Reading text =>
# Windows Media Play and VOB files.



## JamesE (Mar 2, 2006)

I used to be able to play VOB files with a simple double click on WMP. Now all I get is a red "!" in the play list. My laptop does the same and did the same when it was on WMP9 (it is now on 10) The PC is on WMP10. Does anyone know what has happened. Was it Seattle during a Windows Update? Can I get the facility back?

VOB files play OK using PowerDVD and VideReDo plays them and converts them without problem.


----------



## cancon (Jul 22, 2005)

Either you had a different version of WMP (it came with an update) or WMP needs a codec

Check that your current WMP is the latest version and up to dat, and if so then just download a codec for VOB


----------



## JamesE (Mar 2, 2006)

I would have thought that any necessary Codec is present. Power DVD plays VOB files with no problem or do I have to do something specific for WMP? WMP is up to date, I can't help feeling that that's the problem - one of Uncle Bill's updates has stopped the ability to play VOB for whatever reason.


----------



## caraewilton (Nov 7, 2007)

Hi. Jumping on this old post. Does anyone know how to windows media player to play a vob file?


----------



## orijimi (Sep 16, 2007)

Ya, you need a codec pack, like the K-Lite Codec Pack. I had uninstalled Cyberlink because it was a piece of **** player, but then I couldn't play DVDs. I found the K-Lite Codec Pack has like 4 or more codecs available just for DVDs, including the Cyberlink one. An added bonus is that ALL of the codecs you install are recognized by WMP, so you can even play FLVs and MOVs in it.


----------

Information provided =>
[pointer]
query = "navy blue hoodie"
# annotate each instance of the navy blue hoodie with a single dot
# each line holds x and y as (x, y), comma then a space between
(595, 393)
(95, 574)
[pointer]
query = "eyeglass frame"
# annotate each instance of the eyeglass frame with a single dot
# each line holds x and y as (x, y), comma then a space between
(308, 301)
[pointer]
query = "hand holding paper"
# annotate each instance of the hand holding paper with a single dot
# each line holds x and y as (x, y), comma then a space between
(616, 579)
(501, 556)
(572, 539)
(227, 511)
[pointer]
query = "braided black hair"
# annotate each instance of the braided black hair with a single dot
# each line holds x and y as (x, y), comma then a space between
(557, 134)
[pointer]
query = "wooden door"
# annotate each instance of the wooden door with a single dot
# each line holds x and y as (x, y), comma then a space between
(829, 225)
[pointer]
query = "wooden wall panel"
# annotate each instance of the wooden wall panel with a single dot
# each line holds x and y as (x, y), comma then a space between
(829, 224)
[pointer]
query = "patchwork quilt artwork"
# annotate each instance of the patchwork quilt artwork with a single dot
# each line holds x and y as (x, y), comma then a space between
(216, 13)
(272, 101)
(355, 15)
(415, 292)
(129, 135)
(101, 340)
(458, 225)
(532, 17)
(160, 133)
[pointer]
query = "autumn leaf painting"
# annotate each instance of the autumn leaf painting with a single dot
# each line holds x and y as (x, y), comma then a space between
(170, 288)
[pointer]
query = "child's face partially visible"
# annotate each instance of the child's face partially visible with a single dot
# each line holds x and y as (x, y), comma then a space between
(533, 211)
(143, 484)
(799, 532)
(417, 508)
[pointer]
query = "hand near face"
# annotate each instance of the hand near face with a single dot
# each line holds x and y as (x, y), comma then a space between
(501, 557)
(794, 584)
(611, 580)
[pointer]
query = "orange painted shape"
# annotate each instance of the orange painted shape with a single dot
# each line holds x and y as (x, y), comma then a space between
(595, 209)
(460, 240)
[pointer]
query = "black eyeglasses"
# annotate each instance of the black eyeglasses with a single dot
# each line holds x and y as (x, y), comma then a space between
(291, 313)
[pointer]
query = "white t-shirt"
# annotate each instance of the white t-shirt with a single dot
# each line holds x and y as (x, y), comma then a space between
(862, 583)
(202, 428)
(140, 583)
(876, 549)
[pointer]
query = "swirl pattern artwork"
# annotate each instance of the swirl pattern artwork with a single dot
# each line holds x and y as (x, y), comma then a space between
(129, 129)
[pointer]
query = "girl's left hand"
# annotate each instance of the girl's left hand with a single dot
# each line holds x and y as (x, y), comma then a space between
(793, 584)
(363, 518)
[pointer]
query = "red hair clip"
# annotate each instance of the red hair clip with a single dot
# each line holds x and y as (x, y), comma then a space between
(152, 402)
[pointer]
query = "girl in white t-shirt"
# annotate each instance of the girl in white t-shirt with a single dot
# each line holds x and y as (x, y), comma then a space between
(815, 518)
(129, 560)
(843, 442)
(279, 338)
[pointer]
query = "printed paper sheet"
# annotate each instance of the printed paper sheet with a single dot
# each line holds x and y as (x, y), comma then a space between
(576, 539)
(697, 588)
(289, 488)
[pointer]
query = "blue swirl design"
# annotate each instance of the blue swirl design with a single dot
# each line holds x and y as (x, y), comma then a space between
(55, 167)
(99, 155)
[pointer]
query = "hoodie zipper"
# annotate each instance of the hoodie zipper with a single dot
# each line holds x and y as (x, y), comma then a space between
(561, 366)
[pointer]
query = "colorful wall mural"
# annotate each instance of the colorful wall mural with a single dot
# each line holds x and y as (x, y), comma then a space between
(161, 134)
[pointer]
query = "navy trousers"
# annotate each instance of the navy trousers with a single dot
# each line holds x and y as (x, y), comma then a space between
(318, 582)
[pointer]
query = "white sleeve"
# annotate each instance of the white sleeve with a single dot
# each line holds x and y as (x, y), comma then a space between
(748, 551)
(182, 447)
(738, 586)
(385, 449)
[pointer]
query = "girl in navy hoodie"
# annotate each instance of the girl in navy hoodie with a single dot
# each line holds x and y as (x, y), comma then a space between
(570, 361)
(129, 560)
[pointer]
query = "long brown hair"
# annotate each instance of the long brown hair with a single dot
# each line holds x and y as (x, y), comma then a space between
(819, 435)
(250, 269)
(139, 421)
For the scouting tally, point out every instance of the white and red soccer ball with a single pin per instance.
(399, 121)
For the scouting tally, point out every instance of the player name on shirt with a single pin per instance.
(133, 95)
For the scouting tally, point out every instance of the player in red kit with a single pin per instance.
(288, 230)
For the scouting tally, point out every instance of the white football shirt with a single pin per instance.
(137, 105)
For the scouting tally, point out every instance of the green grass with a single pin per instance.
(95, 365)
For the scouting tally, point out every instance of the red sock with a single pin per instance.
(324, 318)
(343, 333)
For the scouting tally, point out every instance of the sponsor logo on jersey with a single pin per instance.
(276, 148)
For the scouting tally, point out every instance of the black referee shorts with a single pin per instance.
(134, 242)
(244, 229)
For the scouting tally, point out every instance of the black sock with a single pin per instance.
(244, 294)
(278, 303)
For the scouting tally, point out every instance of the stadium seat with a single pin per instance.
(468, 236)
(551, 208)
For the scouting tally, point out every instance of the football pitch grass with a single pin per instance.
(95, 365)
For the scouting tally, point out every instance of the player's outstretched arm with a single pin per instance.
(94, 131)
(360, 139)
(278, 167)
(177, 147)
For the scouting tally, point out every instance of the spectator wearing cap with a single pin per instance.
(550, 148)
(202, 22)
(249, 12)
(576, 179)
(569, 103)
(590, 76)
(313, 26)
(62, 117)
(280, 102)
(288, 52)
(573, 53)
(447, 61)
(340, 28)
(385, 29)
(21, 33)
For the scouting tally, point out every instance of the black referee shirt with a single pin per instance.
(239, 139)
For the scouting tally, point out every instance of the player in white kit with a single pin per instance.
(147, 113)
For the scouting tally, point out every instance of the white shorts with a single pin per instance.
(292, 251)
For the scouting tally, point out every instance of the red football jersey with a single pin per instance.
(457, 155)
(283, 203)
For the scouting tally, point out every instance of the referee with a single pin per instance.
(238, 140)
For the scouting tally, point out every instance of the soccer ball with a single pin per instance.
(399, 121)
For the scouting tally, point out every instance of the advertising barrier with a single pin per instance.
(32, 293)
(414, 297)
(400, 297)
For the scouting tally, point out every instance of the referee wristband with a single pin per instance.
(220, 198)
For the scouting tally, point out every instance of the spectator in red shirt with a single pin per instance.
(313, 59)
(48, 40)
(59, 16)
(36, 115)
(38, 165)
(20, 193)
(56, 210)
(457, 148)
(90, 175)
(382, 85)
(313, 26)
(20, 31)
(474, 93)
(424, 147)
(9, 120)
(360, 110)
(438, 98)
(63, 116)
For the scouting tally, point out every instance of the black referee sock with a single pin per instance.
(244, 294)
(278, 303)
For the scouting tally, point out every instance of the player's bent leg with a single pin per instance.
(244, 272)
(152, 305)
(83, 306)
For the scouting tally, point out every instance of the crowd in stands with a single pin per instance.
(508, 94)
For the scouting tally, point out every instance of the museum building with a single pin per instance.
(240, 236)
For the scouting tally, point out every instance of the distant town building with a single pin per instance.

What to do => Transcribe the part of the VOB playback thread starting with "## orijimi (Sep" and going on through "MOVs in it.". The rows have no connection to the VOB playback thread.

Complete answer =>
## orijimi (Sep 16, 2007)

Ya, you need a codec pack, like the K-Lite Codec Pack. I had uninstalled Cyberlink because it was a piece of **** player, but then I couldn't play DVDs. I found the K-Lite Codec Pack has like 4 or more codecs available just for DVDs, including the Cyberlink one. An added bonus is that ALL of the codecs you install are recognized by WMP, so you can even play FLVs and MOVs in it.